Inspired by an astonishing true story from World War II, a young woman with a talent for forgery helps hundreds of Jewish children flee the Nazis in this unforgettable historical novel from the international bestselling author of the “epic and heart-wrenching World War II tale” (Alyson Noel, #1 New York Times bestselling author) The Winemaker’s Wife.

Eva Traube Abrams, a semi-retired librarian in Florida, is shelving books one morning when her eyes lock on a photograph in a magazine lying open nearby. She freezes; it’s an image of a book she hasn’t seen in sixty-five years—a book she recognizes as The Book of Lost Names.

The accompanying article discusses the looting of libraries by the Nazis across Europe during World War II—an experience Eva remembers well—and the search to reunite people with the texts taken from them so long ago. The book in the photograph, an eighteenth-century religious text thought to have been taken from France in the waning days of the war, is one of the most fascinating cases. Now housed in Berlin’s Zentral- und Landesbibliothek library, it appears to contain some sort of code, but researchers don’t know where it came from—or what the code means. Only Eva holds the answer—but will she have the strength to revisit old memories and help reunite those lost during the war?

★ ★ ★

**Complete the following:**
a) Please answer these questions about the novel summary.
(i) What work does Eva Traube Abrams do, and in which state?
(ii) How many years have passed since Eva last saw the book in the photograph?
(iii) In which library is the book now kept?
b) Write the next few sentences of the novel summary about Eva Traube Abrams, starting after its final question.

**Data lines:**
★ ★ ★

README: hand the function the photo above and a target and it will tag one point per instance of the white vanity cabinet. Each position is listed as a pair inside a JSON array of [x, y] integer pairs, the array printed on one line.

★ ★ ★

**Expected results:**
a)
(i) She is a semi-retired librarian in Florida.
(ii) Sixty-five years.
(iii) Berlin's Zentral- und Landesbibliothek library.

b)
As a graduate student in 1942, Eva was forced to flee Paris after the arrest of her father, a Polish Jew. Finding refuge in a small mountain town in the Free Zone, she begins forging identity documents for Jewish children fleeing to neutral Switzerland. But erasing people comes with a price, and along with a mysterious, handsome forger named Rémy, Eva decides she must find a way to preserve the real names of the children who are too young to remember who they really are. The records they keep in The Book of Lost Names will become even more vital when the resistance cell they work for is betrayed and Rémy disappears.

An engaging and evocative novel reminiscent of The Lost Girls of Paris and The Alice Network, The Book of Lost Names is a testament to the resilience of the human spirit and the power of bravery and love in the face of evil.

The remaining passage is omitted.